▶ **TRAVAIL DEMANDÉ**
(A) Répondez à ces questions d'après l'extrait sur MadWorld.
(i) Quel duo de manettes le jeu exploite-t-il sous tous les angles ?
(ii) Qui introduit les Bloodbath Challenges ?
(iii) Quelle piste audio l'extrait sur MadWorld conseille-t-il de choisir ?
(B) Prolongez l'extrait sur MadWorld en reprenant après sa dernière phrase.

▶ **TEXTE SOURCE**
------------------------------

Attardons-nous un peu sur la maniabilité, celle-ci est bien pensée car elle s’avère dès le début de l’aventure instinctive et naturelle. Le jeu exploite le duo Nunchuk/Wiimote sous tous les angles: du simple geste de droite à gauche pour exprimer à l’écran un coup de tronçonneuse latéral jusqu’à secouer le Nunchuk comme un dératé afin de cogner son adversaire contre des murs aux ornements hétéroclites, vous disposez d’une large panoplie de coups qui répondront à vos instincts les plus sombres. À noter aussi que le titre contient énormément d’actions contextuelles à réaliser. Par contextuel, il faut comprendre qu’il est exigé de presser des boutons dans un temps imparti pour espérer mettre un point d’orgue à la mise à mort. Mais rassurez-vous, dès le début de votre périple, votre patron vous expliquera clairement les méthodes qu’il faut adopter pour pouvoir maximiser vos chances de réussites, qu’elles soient financières ou dans un but de faire exploser l’audimat…

Jusqu’ici, nous avons exposé une teneur sombre au parfum de chair, mais MadWorld hisse heureusement sa démesure glauque au même niveau que son humour. Et là, on peut dire que l’on est servi comme ces fameux mini-jeux qui ponctuent idéalement l’aventure en y injectant une dose de folie bienvenue. Avant de se prêter au délire, les Bloodbath Challenges (les challenges de bain de sang en anglais) nous sont introduits par l’immanquable Baron Noir et sa délicieuse assistante bien sadique qui ne manquera pas l’occasion de le massacrer à la fin de ses présentations. Dès que les règles du jeu sont assimilées, vous pourrez vous lâcher en valdinguant des grappes d’ennemis dans un réacteur d’avion, les foutre dans des bidons de feux d’artifice bourrés de poudre noire, jouer aux fléchettes ou encore les pousser dans un compacteur géant… Tout est bon pour rendre la mort belle et jouissive. Et vos performances sanguinolentes seront rythmées par le biais d’une bande-son influencée par le hip-hop/rock/horror-core du plus bel effet. Quant aux commentaires en français, ils sont fleuris, mais ils deviendront difficilement supportables sur la longue durée. Nous ne saurons que trop vous conseiller d’opter pour la piste anglaise.

------------------------------

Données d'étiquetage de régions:
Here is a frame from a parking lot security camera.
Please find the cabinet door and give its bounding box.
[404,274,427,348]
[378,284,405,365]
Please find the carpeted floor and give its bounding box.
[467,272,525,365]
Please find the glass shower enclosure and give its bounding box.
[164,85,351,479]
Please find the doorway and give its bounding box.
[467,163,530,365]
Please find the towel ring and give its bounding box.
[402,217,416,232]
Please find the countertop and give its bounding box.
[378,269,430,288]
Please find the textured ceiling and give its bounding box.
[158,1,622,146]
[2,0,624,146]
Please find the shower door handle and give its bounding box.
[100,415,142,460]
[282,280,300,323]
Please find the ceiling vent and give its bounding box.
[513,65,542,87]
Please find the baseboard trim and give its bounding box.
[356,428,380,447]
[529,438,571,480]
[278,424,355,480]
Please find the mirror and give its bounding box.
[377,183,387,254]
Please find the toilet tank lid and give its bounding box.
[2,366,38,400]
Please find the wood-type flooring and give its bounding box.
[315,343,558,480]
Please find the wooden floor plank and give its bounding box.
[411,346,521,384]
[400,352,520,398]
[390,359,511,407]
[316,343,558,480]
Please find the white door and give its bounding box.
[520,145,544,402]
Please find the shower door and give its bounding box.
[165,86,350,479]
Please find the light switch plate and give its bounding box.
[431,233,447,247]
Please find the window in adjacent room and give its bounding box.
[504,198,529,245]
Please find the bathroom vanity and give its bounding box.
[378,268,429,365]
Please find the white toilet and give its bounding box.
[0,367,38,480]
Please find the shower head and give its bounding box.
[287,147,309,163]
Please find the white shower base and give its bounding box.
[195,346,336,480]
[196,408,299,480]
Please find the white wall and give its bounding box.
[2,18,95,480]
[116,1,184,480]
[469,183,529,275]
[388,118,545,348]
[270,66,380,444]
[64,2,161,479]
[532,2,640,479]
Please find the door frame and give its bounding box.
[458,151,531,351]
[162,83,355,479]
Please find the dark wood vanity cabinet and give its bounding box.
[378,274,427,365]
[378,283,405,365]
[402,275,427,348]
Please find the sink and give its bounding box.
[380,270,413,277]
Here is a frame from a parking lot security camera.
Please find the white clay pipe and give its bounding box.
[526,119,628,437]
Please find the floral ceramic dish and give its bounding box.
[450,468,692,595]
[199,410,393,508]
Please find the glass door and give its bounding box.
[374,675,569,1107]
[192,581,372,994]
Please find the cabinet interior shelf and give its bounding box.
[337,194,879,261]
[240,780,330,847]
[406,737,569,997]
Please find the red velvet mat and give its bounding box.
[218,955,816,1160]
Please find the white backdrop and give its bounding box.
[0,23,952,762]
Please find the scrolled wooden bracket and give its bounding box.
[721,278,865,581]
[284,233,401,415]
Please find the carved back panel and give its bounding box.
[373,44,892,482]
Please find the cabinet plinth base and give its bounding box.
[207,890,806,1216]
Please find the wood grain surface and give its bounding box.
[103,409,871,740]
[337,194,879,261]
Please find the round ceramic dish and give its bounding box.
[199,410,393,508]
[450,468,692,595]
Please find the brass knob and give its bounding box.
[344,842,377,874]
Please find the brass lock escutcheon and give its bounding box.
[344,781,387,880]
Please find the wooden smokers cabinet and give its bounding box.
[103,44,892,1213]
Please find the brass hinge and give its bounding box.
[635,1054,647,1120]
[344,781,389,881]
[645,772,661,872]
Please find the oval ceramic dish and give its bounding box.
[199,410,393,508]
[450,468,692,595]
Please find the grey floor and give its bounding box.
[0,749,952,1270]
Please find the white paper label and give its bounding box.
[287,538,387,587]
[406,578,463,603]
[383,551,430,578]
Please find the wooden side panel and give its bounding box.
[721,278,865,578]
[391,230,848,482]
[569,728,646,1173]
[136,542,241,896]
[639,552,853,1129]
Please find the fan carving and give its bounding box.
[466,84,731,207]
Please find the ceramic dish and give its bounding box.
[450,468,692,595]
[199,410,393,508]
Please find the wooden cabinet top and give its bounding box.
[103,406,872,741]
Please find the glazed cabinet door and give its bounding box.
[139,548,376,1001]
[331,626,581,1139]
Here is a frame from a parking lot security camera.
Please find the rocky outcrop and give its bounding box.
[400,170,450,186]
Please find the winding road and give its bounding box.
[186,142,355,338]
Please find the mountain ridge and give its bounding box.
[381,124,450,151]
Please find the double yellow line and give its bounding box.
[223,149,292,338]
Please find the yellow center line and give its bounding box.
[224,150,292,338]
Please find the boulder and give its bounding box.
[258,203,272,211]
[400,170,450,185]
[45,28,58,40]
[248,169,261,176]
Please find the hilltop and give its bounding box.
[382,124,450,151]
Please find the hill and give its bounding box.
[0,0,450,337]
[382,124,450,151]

------------------------------

▶ **RÉPONSES PAR TÂCHE**
(A)
(i) Le duo Nunchuk/Wiimote.
(ii) Le Baron Noir et sa délicieuse assistante bien sadique.
(iii) La piste anglaise.

(B)
Mis à part ses quelques couacs techniques comme des ralentissements perceptibles une fois que l’écran est bourré de cadavres et d’une caméra capricieuse, il est difficile de ne pas trouver son bonheur en jouant à MadWorld. Plus encore qu’un pavé jeté dans la mare, le titre de Platinum Games s’amuse à se nourrir des défaillances de nos sociétés pour livrer un résultat d’une hallucinante violence qui pourrait presque renvoyer la série des Manhunt et Grand Theft Auto au rang de contes Disney. En clair, si vous rêvez de trucider votre patron qui transforme votre travail en supplice moral ou que vous râlez à la réception d’une amende pour excès de vitesse, pas de soucis, nous avons la solution pour canaliser vos envies de meurtre: jouez à ce titre, ça vous fera du bien et surtout, ça ne fera de mal à personne.
Nasser Ouafrassi

 

 

(1) De l’anglais « battez-les tous » est un genre de jeu vidéo opposant un ou plusieurs joueurs à un nombre important d’adversaires. Le but étant de tous les tuer et d’atteindre des scores très élevés.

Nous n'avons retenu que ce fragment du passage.